[EXERCISE DESCRIPTION]:
Reproduce every one of the lines below verbatim, leaving the pictures out of your answer.
╭──
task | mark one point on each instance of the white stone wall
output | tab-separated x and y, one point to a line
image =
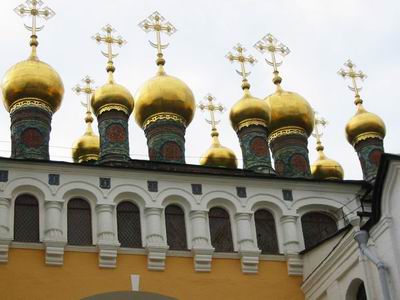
173	188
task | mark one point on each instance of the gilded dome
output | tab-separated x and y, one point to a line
289	109
112	96
34	80
364	124
87	147
164	94
219	156
326	169
249	108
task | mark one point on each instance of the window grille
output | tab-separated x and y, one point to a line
79	219
220	230
176	229
128	224
266	232
26	219
317	227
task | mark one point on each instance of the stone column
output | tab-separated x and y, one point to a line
255	150
114	139
248	251
291	244
106	240
30	132
369	153
5	236
54	240
155	242
290	153
201	246
166	140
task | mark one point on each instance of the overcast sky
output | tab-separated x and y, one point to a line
321	34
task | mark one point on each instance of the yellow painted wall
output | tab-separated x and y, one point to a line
27	277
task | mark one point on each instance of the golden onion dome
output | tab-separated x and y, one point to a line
87	147
218	155
325	168
112	96
289	109
164	94
249	110
363	125
32	80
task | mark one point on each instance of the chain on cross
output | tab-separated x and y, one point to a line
319	123
110	41
87	89
211	107
240	57
157	23
353	75
270	44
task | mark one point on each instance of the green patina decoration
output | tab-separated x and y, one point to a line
255	150
369	153
30	133
166	141
114	142
290	155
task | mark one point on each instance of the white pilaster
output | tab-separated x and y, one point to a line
53	235
249	253
201	246
106	239
155	243
5	236
292	245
╰──
[ANSWER FOR THIS EXERCISE]:
task | mark one point on each instance of the white stone wall
output | tab-separated x and y, one point to a line
image =
173	188
task | mark one point on each instance of the gilded dome
output | tab-separated x and y, one point to a line
289	109
112	96
34	80
364	124
87	147
164	94
219	156
326	169
249	108
task | mark one point on each instance of the window grille
output | tab-separated x and y, one point to a line
79	219
220	230
176	229
128	224
266	232
26	219
317	227
task | mark one point on each instance of the stone column
output | tab-separated x and y, one point to a line
255	150
114	139
248	251
291	244
106	240
30	132
369	153
5	236
54	240
155	242
290	153
201	246
166	140
task | mark one point on each instance of the overcast sky
output | tab-separated x and y, one point to a line
321	34
task | mark one point on each instance of the yellow painted wall
output | tab-separated x and y, one point to a line
27	277
task | mark one point on each instance of the golden onion dome
output | tab-separated x and y, one point to a line
87	147
218	155
325	168
112	96
289	109
164	94
249	110
363	125
32	80
task | mark one point on each instance of the chain on cross
output | tab-separated x and y, one point to a line
319	123
110	41
87	89
211	107
240	57
157	23
353	75
270	44
task | mark one point on each instance of the green patina decoration
output | tab-separated x and y, one point to a line
255	150
369	153
30	133
166	141
114	142
290	155
task | mark one point on each instance of the white pilaster
output | tab-separated x and y, one point to a line
53	235
249	253
201	246
106	239
155	243
5	236
292	245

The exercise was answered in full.